==== Source data ====

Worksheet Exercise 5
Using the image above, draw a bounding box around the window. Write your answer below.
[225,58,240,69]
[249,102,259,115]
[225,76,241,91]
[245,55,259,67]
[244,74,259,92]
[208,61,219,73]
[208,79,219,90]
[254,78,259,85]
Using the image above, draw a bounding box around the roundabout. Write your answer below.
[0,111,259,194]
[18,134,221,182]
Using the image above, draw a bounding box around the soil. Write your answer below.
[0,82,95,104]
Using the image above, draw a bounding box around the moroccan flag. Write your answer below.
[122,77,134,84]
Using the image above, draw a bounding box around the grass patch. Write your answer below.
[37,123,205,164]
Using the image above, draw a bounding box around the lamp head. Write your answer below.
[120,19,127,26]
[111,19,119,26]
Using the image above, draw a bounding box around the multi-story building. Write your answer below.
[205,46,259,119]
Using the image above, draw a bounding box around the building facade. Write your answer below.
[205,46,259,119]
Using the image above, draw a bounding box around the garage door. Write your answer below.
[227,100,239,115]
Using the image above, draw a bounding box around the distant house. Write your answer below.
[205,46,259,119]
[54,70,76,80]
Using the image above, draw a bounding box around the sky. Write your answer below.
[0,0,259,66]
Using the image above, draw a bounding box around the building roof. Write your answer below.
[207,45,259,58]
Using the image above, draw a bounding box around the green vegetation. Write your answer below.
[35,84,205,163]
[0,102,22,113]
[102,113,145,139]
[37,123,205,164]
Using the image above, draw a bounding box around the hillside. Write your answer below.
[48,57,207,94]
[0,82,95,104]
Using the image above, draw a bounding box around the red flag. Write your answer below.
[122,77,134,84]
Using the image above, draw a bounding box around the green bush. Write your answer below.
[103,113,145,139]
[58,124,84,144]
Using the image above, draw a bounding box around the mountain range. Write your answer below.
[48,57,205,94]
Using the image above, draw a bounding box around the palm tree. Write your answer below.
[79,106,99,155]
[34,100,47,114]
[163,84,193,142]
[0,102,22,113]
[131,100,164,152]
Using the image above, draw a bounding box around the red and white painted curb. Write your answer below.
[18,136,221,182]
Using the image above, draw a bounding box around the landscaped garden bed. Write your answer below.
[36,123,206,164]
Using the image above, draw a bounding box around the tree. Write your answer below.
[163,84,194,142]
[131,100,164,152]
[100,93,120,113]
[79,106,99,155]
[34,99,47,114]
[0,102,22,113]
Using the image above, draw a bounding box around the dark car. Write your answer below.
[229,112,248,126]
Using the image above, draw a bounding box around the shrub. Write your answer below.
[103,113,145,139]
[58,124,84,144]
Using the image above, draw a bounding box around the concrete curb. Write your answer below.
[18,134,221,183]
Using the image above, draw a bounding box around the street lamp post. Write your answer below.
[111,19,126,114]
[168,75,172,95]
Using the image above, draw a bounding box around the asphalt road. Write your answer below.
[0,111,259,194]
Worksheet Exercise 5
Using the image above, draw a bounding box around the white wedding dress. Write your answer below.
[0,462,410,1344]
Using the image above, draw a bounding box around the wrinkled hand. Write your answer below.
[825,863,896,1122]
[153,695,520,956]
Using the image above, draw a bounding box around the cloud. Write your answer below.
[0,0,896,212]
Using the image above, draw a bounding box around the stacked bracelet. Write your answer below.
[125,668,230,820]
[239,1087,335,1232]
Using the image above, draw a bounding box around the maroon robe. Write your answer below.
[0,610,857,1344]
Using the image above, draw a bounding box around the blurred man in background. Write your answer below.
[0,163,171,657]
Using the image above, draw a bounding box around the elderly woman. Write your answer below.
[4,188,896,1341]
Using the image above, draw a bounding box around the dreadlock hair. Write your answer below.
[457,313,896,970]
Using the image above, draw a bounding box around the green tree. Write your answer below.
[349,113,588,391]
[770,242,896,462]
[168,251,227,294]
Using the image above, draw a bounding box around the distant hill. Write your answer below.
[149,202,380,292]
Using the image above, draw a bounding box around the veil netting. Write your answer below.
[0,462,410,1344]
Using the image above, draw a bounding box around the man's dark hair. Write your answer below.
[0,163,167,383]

====

» **Short problem**: Copy the rows word for word, from the line containing "Using the image above, draw a bounding box around the veil" through the last line of the rows.

» **Answer to the task**:
Using the image above, draw a bounding box around the veil netting. Write your answer below.
[0,462,410,1344]
Using the image above, draw a bounding box around the man's dark hair. Write your answer below.
[0,163,167,383]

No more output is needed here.